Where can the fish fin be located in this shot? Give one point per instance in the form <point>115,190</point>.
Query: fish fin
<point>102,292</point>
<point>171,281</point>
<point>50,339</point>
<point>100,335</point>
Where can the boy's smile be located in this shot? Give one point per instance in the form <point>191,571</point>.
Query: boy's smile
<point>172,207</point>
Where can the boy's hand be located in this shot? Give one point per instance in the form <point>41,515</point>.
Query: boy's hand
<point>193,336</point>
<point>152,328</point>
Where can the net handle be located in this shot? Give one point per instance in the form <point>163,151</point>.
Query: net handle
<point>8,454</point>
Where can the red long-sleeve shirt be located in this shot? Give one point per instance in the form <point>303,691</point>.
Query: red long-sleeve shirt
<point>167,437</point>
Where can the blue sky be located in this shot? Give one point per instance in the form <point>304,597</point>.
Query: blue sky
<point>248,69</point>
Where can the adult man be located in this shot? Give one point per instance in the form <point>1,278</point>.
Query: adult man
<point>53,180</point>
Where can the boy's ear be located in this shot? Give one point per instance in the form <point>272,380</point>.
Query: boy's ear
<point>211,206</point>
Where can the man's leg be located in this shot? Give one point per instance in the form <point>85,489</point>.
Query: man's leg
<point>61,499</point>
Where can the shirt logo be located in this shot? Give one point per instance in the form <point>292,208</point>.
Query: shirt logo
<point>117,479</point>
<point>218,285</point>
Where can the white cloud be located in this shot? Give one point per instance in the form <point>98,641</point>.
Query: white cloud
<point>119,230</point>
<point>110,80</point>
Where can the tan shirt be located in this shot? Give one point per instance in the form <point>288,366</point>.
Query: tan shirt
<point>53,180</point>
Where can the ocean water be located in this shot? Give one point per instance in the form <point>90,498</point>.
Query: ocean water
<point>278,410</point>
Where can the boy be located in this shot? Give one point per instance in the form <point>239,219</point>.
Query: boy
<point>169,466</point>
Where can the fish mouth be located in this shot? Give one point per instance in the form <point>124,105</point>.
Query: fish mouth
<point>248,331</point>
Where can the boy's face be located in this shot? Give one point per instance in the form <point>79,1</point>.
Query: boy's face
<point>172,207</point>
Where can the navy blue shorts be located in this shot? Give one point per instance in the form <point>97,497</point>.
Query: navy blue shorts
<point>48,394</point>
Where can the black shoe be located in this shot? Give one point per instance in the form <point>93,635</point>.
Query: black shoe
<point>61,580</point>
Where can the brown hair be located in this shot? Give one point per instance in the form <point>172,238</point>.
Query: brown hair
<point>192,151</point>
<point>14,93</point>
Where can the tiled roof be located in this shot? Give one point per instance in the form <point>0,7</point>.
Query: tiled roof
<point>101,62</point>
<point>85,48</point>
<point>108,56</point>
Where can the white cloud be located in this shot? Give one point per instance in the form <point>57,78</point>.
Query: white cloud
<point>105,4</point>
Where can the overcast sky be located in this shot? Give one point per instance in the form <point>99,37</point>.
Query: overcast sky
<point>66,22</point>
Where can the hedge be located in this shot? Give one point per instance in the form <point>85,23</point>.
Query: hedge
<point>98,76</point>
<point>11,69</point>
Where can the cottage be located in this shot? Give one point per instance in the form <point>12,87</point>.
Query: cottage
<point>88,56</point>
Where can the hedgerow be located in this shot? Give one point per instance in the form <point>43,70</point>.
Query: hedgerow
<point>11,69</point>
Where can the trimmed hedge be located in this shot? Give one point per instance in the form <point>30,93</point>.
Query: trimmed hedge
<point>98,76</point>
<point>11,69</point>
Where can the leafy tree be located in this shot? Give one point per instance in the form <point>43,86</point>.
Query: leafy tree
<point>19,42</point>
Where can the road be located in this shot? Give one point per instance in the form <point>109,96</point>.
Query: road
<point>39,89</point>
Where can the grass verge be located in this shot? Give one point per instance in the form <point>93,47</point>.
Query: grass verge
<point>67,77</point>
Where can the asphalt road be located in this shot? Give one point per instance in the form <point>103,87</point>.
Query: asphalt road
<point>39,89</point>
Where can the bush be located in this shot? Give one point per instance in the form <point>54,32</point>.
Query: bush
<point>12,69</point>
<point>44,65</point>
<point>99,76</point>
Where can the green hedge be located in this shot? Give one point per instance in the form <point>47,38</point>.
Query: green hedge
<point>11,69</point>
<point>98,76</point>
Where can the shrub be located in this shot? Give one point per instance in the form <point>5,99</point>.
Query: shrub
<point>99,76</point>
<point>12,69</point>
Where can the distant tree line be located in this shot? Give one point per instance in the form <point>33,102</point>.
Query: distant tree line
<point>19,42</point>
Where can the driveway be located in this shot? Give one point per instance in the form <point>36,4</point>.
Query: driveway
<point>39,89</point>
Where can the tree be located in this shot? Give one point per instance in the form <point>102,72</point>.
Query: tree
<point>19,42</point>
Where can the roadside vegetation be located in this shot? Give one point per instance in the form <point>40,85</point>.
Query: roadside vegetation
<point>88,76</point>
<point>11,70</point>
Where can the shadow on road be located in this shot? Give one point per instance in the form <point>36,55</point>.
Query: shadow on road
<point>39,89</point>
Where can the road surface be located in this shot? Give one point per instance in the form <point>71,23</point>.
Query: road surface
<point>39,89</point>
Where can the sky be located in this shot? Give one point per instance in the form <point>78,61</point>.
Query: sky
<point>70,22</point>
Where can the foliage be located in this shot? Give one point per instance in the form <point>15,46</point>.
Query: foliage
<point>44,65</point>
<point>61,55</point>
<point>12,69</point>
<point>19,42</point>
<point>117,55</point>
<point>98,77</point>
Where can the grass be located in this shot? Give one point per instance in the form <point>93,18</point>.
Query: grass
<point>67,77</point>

^^^^

What to produce: Reproduce every line from the one containing "Where can the road surface" down to the end of the records, requests included, scaling each coordinate in the answer points by 0.85 and rounding to whole numbers, with halves rounded up. Leave the numbers in the requests and their format samples unchanged.

Answer for this exercise:
Where can the road surface be located in this shot? Give one point per instance in the form <point>71,23</point>.
Query: road surface
<point>33,76</point>
Where can the sky be located in this shot? Give one point per instance in the form <point>78,61</point>.
Query: sky
<point>60,19</point>
Where can the foliage be located in this shot? Give one point per instance in the form <point>15,46</point>.
Query: foliage
<point>37,55</point>
<point>52,47</point>
<point>10,59</point>
<point>16,36</point>
<point>99,47</point>
<point>83,65</point>
Where can the grass be located in this shot? Give one point per instance in the form <point>93,18</point>.
Query: grass
<point>57,65</point>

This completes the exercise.